─── Raw data

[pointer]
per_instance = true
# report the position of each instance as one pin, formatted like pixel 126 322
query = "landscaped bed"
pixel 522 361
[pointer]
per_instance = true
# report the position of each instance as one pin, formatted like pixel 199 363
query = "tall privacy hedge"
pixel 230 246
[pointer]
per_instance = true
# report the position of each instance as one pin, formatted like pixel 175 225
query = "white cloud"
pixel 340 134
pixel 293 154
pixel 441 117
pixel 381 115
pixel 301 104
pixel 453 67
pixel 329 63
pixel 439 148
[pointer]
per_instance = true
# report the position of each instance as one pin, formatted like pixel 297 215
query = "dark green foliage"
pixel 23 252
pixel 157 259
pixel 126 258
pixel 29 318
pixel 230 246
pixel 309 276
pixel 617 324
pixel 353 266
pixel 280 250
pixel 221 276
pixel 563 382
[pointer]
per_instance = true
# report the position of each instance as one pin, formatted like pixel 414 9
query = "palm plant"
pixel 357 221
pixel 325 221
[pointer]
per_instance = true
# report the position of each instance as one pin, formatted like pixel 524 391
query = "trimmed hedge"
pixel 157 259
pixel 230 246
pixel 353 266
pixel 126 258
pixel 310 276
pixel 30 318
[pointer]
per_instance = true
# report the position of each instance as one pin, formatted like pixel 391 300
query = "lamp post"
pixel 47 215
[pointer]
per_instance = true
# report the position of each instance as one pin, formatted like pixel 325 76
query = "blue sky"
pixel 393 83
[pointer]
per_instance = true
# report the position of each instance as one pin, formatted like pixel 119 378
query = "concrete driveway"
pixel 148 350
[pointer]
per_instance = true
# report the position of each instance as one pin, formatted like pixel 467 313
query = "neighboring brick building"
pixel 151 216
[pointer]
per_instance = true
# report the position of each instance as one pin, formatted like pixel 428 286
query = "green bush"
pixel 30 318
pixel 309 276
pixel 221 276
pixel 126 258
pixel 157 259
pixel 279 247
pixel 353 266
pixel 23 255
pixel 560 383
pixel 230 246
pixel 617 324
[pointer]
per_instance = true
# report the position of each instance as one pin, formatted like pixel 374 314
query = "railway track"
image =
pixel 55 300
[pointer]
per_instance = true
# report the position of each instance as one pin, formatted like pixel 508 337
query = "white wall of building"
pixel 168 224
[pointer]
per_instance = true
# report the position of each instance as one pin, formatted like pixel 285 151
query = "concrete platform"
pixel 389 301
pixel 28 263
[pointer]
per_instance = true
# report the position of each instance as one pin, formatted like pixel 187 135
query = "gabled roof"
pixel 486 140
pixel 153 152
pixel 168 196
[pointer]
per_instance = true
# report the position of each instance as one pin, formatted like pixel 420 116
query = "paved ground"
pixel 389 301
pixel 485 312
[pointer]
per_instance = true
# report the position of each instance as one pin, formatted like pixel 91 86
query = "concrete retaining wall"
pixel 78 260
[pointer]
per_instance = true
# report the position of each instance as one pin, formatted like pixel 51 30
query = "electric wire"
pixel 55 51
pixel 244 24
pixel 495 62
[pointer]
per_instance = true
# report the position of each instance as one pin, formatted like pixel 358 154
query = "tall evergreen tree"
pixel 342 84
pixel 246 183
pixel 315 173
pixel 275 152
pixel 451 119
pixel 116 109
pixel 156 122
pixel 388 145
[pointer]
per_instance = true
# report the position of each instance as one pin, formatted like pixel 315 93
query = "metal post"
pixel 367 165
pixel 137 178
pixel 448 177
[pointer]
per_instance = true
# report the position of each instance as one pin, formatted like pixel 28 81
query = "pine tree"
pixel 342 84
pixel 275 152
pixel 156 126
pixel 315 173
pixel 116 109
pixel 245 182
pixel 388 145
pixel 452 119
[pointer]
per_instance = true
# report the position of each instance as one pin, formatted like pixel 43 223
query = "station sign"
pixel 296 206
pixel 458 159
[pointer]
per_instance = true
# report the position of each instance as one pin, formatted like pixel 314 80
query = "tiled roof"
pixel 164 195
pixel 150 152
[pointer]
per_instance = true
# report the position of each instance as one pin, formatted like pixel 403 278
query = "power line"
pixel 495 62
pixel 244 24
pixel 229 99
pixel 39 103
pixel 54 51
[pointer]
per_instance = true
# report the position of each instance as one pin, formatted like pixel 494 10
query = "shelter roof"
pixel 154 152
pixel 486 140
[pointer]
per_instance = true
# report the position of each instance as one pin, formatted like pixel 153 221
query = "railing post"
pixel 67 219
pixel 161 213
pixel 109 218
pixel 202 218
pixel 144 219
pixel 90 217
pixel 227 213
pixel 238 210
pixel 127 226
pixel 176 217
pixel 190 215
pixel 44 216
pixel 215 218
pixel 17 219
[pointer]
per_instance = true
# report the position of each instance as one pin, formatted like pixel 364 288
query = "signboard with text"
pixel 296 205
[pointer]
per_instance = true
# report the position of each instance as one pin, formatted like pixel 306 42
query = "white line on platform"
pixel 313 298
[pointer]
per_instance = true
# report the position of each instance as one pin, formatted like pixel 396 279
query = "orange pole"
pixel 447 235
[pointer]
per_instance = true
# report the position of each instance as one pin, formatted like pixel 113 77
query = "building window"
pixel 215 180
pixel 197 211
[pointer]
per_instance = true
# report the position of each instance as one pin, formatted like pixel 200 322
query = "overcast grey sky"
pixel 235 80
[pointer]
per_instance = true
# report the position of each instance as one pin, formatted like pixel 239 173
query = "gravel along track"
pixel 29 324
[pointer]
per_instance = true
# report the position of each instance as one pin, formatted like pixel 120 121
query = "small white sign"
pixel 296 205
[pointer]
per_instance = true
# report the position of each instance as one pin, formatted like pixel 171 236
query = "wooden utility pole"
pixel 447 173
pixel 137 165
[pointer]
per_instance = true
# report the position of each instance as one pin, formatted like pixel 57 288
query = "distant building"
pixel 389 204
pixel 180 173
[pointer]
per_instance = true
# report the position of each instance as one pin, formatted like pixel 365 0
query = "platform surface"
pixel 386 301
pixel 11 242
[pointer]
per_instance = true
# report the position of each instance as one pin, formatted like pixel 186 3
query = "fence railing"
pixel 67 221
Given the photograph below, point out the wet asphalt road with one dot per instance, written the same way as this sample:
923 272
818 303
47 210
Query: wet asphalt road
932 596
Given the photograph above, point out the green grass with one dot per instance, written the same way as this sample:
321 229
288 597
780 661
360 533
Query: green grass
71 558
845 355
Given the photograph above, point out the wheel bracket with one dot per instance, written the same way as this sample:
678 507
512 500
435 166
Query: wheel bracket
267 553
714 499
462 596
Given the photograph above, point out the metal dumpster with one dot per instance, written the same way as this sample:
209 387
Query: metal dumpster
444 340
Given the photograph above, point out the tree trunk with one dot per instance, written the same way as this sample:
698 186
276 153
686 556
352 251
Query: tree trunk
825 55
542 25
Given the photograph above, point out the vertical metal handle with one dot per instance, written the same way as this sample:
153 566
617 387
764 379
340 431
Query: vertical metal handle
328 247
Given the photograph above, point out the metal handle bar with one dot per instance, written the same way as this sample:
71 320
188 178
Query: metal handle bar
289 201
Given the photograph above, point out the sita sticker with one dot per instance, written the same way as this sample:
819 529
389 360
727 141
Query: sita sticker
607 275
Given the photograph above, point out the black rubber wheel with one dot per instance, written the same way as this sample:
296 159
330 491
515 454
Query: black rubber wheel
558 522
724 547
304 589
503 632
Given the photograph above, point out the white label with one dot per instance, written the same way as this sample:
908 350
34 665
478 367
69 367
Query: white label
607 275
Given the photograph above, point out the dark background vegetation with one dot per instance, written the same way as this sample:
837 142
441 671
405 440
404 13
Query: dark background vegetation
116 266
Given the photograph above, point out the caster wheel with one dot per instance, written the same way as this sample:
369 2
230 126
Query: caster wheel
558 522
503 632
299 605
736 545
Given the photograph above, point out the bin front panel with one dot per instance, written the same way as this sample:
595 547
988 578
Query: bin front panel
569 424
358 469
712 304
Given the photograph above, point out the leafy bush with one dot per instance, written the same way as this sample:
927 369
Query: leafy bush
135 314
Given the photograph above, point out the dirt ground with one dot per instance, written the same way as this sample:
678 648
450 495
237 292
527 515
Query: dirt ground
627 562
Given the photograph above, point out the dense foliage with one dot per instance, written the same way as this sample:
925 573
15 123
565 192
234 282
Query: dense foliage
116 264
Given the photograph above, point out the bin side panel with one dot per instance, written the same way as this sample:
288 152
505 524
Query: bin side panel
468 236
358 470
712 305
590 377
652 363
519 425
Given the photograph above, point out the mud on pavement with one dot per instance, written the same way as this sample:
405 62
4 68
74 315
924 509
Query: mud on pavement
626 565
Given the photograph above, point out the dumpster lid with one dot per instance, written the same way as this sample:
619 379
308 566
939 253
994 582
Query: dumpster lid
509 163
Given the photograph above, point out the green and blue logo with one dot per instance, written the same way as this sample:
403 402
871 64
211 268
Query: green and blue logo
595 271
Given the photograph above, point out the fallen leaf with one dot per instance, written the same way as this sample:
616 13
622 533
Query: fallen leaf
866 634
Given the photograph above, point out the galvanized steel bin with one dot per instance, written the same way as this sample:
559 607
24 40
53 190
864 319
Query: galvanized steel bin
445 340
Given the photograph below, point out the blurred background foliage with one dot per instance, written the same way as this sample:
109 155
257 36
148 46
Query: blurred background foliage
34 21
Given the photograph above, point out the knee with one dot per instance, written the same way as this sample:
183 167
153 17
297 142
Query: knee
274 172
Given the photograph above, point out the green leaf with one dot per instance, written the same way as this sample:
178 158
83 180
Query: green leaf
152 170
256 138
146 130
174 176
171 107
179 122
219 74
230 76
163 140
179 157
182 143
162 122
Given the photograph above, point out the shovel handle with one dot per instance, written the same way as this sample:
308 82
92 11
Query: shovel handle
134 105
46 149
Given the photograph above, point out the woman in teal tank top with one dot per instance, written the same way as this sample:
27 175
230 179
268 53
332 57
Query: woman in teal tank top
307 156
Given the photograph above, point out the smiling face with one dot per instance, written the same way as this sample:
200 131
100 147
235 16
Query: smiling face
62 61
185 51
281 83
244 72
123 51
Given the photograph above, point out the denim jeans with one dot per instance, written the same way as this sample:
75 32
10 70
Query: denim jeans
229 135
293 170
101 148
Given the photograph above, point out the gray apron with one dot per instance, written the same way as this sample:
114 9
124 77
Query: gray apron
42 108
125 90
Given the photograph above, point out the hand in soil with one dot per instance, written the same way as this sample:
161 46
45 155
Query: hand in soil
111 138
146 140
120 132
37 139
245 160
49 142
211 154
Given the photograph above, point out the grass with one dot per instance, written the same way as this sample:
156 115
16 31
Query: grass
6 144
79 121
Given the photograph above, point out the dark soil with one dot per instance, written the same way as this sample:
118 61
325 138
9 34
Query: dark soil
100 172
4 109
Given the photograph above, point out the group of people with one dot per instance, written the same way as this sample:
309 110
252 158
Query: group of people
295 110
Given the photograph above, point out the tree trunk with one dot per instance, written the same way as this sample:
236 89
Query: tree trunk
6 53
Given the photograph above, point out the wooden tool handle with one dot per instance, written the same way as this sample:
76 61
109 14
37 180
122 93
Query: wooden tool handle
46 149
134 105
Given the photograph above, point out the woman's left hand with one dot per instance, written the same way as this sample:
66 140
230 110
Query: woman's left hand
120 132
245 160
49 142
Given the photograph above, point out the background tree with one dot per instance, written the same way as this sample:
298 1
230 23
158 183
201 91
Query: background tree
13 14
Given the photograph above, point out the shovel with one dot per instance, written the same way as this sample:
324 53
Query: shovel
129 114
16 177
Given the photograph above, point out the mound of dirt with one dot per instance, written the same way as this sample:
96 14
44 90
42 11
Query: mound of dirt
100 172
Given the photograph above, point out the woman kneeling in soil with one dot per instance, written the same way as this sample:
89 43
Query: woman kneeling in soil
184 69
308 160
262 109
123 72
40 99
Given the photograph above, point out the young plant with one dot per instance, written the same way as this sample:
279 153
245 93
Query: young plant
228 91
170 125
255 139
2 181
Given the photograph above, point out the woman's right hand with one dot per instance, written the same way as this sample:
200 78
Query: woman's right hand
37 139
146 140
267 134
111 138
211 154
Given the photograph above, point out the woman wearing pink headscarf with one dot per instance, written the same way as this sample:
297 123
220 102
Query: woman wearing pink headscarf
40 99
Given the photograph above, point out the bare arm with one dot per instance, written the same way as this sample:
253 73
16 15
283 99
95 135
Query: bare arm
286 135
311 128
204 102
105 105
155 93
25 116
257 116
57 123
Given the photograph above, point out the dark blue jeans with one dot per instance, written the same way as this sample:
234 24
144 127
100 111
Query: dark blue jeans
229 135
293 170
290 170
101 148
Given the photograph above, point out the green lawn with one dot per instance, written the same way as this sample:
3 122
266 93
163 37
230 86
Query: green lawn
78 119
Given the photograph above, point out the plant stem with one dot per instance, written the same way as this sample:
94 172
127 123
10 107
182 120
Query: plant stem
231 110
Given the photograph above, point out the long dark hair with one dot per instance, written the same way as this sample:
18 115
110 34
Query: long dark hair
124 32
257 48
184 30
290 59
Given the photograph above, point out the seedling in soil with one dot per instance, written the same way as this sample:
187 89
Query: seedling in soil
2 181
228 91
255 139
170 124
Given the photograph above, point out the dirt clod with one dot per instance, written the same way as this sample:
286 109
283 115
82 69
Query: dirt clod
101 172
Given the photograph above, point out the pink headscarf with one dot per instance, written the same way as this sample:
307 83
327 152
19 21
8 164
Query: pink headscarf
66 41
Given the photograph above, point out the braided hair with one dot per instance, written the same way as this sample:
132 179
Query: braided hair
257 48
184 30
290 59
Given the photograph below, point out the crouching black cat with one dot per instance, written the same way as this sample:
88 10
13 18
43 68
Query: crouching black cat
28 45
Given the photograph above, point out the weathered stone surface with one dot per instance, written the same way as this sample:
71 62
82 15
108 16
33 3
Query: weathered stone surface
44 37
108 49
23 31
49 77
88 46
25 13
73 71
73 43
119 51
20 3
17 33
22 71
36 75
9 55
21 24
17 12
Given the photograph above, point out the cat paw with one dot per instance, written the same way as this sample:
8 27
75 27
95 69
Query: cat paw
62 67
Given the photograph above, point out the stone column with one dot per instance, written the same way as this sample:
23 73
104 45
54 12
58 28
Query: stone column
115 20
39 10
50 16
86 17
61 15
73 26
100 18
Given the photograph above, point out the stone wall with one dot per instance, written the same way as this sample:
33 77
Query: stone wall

──────

> _Your instructions_: The line containing "Query: cat paw" and every line after it, through the end of the records above: output exactly those, and nothing else.

> _Result of the exercise_:
Query: cat paw
62 67
Given the photograph above, point out the stone column with one dot per instance, written the same way as this sample:
23 73
104 45
54 12
58 28
Query: stone column
115 20
39 10
50 16
86 17
61 15
73 26
100 18
Given the photograph above, point out the stone wall with one dot per instance, written the same way as this sample:
33 77
Query: stone wall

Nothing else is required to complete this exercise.